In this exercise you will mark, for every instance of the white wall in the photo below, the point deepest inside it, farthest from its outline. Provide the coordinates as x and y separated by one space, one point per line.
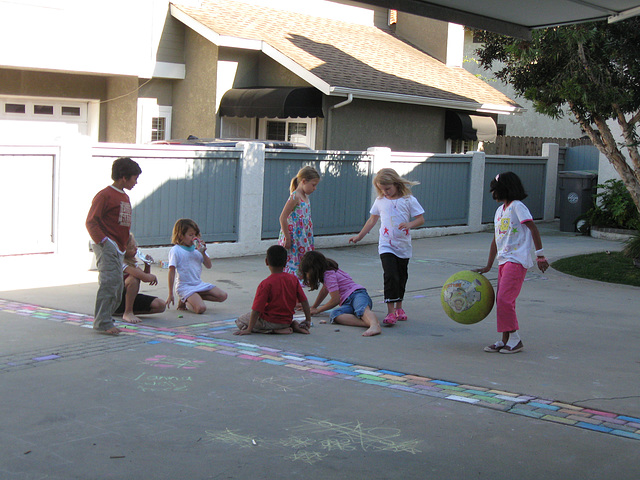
105 37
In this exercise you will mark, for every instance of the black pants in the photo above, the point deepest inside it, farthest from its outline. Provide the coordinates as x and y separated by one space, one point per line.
396 273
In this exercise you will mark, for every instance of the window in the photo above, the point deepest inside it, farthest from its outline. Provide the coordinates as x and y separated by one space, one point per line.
43 109
14 108
297 130
276 130
71 111
462 146
158 128
154 121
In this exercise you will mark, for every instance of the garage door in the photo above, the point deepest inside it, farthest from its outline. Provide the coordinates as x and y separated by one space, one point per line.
34 120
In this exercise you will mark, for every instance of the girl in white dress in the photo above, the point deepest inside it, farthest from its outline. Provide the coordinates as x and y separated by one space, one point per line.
395 207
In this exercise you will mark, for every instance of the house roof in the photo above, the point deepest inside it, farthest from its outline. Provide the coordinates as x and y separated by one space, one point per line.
516 17
341 58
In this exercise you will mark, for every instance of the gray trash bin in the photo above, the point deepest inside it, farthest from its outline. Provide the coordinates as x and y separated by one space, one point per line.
576 196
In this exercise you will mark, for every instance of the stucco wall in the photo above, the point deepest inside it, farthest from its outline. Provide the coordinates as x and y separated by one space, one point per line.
121 109
427 34
401 127
528 124
194 98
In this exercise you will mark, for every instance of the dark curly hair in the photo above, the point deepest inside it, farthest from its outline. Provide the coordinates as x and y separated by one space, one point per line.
312 267
507 186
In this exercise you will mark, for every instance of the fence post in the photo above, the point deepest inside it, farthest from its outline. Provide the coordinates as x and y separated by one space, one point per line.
476 190
380 158
251 196
550 150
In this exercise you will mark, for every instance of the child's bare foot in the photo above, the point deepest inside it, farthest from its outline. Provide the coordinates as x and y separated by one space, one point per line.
110 331
298 328
130 318
371 331
284 331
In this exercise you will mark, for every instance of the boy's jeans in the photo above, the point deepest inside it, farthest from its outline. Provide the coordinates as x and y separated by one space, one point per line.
110 284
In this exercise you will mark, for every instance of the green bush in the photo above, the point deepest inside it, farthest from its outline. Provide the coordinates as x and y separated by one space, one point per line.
613 207
632 246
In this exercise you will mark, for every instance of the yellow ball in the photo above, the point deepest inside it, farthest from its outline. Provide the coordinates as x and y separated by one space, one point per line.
467 297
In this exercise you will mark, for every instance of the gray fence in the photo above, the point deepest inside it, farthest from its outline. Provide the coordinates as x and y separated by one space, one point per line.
341 204
236 194
531 170
202 185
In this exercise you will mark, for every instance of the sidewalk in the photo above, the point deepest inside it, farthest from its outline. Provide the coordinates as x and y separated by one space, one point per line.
181 397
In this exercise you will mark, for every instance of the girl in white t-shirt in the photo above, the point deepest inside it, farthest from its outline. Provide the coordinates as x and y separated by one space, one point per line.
395 207
515 236
186 258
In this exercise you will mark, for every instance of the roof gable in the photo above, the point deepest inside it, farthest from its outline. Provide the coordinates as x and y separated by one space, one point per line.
340 58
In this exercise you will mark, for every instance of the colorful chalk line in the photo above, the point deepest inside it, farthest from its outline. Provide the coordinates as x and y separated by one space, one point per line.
525 405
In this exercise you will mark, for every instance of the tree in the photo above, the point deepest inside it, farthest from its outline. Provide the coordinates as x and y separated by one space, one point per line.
591 68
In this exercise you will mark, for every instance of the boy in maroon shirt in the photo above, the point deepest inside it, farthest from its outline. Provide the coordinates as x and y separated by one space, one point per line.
109 223
275 300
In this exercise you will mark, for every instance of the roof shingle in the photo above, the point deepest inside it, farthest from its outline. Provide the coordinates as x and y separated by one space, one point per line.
347 55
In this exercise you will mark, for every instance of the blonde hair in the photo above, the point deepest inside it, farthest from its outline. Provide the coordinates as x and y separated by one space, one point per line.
388 176
305 173
180 230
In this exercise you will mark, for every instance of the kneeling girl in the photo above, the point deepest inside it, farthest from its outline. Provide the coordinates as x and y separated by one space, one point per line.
353 301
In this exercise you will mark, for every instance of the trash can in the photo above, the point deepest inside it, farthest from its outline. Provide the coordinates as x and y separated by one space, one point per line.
576 196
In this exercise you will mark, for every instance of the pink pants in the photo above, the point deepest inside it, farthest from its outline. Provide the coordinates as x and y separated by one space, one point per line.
510 279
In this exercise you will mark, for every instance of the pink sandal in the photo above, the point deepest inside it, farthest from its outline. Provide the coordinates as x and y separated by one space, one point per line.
401 315
390 319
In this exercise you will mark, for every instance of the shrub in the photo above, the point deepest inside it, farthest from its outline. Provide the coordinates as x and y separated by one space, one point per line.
632 246
613 207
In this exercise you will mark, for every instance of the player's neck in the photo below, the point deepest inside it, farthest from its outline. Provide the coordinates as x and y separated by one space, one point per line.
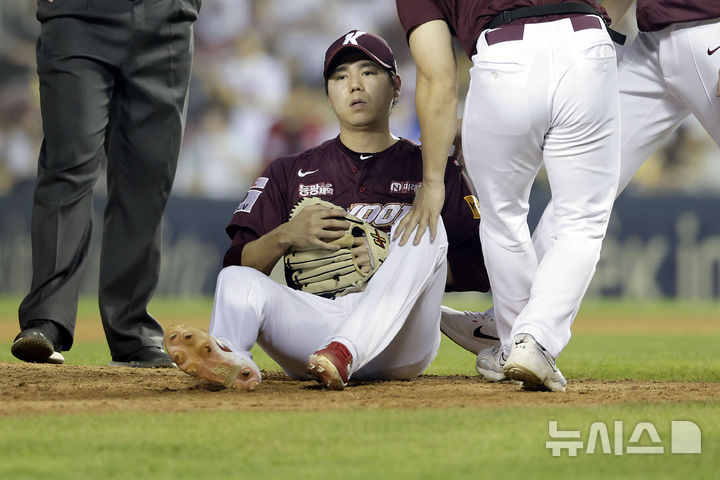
368 142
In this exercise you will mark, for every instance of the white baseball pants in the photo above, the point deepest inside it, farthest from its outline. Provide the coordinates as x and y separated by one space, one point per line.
550 97
392 328
664 77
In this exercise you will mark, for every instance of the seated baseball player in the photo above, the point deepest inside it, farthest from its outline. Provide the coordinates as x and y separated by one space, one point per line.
356 305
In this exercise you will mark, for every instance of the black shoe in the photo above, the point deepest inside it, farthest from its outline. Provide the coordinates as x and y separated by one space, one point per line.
150 357
33 345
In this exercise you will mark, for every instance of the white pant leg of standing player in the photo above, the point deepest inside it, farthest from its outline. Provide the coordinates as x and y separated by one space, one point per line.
551 97
664 77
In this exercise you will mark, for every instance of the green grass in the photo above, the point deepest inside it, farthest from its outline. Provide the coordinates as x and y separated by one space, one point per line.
468 443
365 444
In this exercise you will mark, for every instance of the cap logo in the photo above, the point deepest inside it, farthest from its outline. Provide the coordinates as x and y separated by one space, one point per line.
351 38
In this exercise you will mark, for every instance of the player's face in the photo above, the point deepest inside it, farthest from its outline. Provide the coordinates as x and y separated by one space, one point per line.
360 93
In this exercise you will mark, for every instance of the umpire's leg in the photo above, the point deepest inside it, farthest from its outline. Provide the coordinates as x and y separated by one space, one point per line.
75 91
143 149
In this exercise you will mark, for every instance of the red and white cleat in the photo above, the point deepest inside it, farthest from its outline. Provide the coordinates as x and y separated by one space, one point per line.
331 366
197 353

--------------------

• Task to carry out: Give all the lines above again, character for character, without pictures.

• Task output:
In this exercise you will mark, for every instance of the white wall in the photo below, the point deepest inside it, farthest from its outline. Provide the coordinates as x and y separated by one space, one point per line.
105 37
In this exercise you will mark, for every instance of the black pants in the photo above, the point deepest inside it, farthest from its outline. Provide the coordinates as x and y separated by one space, one point per line.
396 273
In this exercise you will mark, for every instance of the window in the photo above, the point deepest inside it, farthest from its outline. Provide the coordinates as x and y separated by one space, one point per line.
43 109
14 108
297 130
276 130
71 111
462 146
158 128
154 121
In this exercise you will mark, for every instance of the garage door in the photo above, the point deepest inside it, farthest from its outline. Provide the coordinates as x and y separated by one space, one point per line.
34 120
In this exercise you will mark, for every instance of the girl in white dress in the photo above, the point deepest inside it, farthest from its outline. Provide the coordinates as x and y separated by one space, one point per line.
395 207
In this exercise you will mark, for every instance of the house roof in the photo above, the point deepest inside it, farthest from its outline. Provide the coordinates as x and y separated by one space, one point per line.
516 17
341 58
In this exercise you will mark, for every instance of the gray trash bin in the photo above, the point deepest inside it, farthest from its outline. Provide the coordinates as x and y separated by one space, one point per line.
576 196
In this exercise you will mark, for every instance of the stucco wall in the photo above, the point deepest inside it, farthest from its outline. Provide the coordinates as x and y separated by one space, one point per line.
121 109
427 34
401 127
528 124
194 98
In this exercise you will mark, for every instance of the dark curly hair in the photo above, the point deepest inside it, farthest from its outline. Provide the coordinates as x and y separated by one space, one point per line.
312 267
507 186
In this exercise you will mark, for every instance of the fence post in the photo above, the point deepest inside it, farthest from its outline. Provide the coordinates as x and y separated by one space, one point per line.
476 190
380 158
251 196
550 150
In this exercise you will mark, for every instance of the child's bare foot in the photo above, the point deepest inside it, farthest from its outline. Provide the coordinates as x and y separated by one space, one point per line.
110 331
298 328
130 318
371 331
284 331
In this exercise you will mark, for every instance of the boy's jeans in the photo above, the point deepest inside it, farthest from its outline. Provide the coordinates as x and y separated by one space, one point per line.
110 284
In this exercise you will mark, for every instance of the green bush in the photo above, the point deepest inside it, farthest from its outline. Provide the coordinates as x and y separated by one space, one point per line.
613 207
632 246
In this exercise you will mark, for every instance of the yellow ball in the photo above, the point deepest inside it, farthest from its outline. Provide the coordinates as x and y separated by one space, one point per line.
467 297
In this exercise you will mark, for every instance of the gray fence in the photo above, the point deepest inside it, farthest from its outline. Provide the coordinates as x and y separated by one space, one point per line.
341 204
236 194
531 170
202 185
In this exercise you will mark, for every instance of the sidewalk in the photo above, the point deepest inside it, farthest from its outline. Provide the coordinates as x and y separated by one space, one point per line.
181 397
In this exercise you will mark, for every instance of the girl in white t-shirt in the photo above, the point deepest inside it, farthest from its outline. Provide the coordinates as x and y separated by one space, one point per line.
395 207
515 236
186 258
In this exercise you will mark, for every instance of the roof gable in the photo above, the point deepest inside it, farthest from its outline. Provide the coordinates as x and y separated by one space, one point per line.
340 58
In this exercise you will mark, for every instance of the colorful chalk line in the photo above, the point deepest inside it, farthest from its outline. Provide the coordinates as x and y separated by one space, one point per line.
525 405
In this exercise you will mark, for every instance of the tree in the photo above, the point deepest inside it, farthest from its outline. Provide the coordinates as x and y separated by one space, one point per line.
591 68
In this exercise you will mark, for every instance of the boy in maroon shirt in the photo above, the point deepest inside it, farthest from its outline. Provide the coordinates as x and y separated by one space, one point per line.
109 223
275 300
In this exercise you will mark, for every instance of the roof shingle in the photo above, the point deepest inside it, farthest from its outline. Provide the coordinates as x and y separated by one space, one point per line.
347 55
In this exercise you will mark, for every instance of the blonde hair in the photo above, the point deepest inside it, farthest from its outline. Provide the coordinates as x and y separated by one space, one point per line.
388 176
305 173
180 230
In this exercise you will mark, for every instance of the kneeling girl in the photo above, the point deepest inside it, farthest from its outline. Provide the coordinates as x and y separated by one space, one point per line.
353 301
In this exercise you will mark, for every instance of the trash can in the photo above, the point deepest inside it, farthest from its outline. Provide the coordinates as x and y separated by one space, one point per line.
576 196
In this exercise you will mark, for every instance of the pink pants in the photo above, the point deepest inside it, farthest from its outline. Provide the coordinates as x and y separated by one space, one point per line.
510 279
In this exercise you will mark, for every instance of the pink sandal in the photo above, the point deepest inside it, farthest from its outline. Provide the coordinates as x and y separated by one space, one point per line.
401 315
390 319
In this exercise you will mark, for every instance of the shrub in the photo above, the point deepest inside it, farthest from its outline. Provide the coordinates as x and y separated by one space, one point per line.
632 246
613 207
In this exercise you will mark, for every instance of the player's neck in the photo below, the point deepest inside it, farthest from its outline. Provide the coordinates as x and y separated by one space, one point per line.
368 142
In this exercise you will mark, for every instance of the white baseball pants in the photo above, the point deepest inside it, farthest from its outline. Provide the coordinates as x and y separated by one space, one point per line.
550 97
392 328
664 77
In this exercise you will mark, for every instance of the seated baseball player in the photo above, the point deepest inside it, farthest from its outline. Provide the coordinates as x and y separated by one space, one point per line.
356 305
In this exercise you will mark, for every instance of the black shoe in the photo above, the point deepest inside it, farthest from its outline. Provide the coordinates as x and y separated by one space, one point per line.
150 357
33 345
In this exercise you will mark, for every instance of the white pant leg of standing player in the photo above, the point deepest inside it, farthest from its outline. Provide the coordinates as x and y separated by one space, one point per line.
551 97
664 77
In this exercise you will mark, for every instance of the green grass in the photo above, the point deepest inside it, farthest from its outline. Provide the coordinates as x and y separated by one space, one point per line.
468 443
365 444
In this exercise you will mark, for every instance of the cap logo in the photo above, the point deepest inside it, farthest from its outline. Provide the coordinates as x and y separated by one space, one point per line.
351 38
In this exercise you will mark, for every instance of the player's face in the photo above, the point deepest inside it, farthest from its outline. Provide the coordinates as x and y separated by one space, one point per line.
360 93
In this exercise you will mark, for every instance of the umpire's leg in the photo above, the point deepest inside it, farthest from its outline. Provide the coordinates as x and y separated by one space, one point per line.
75 91
143 149
In this exercise you will mark, for every instance of the red and white cleat in the photo above, the point deepest inside it, farthest from its outline. Provide the coordinates as x and y separated by one space, one point per line.
331 366
197 353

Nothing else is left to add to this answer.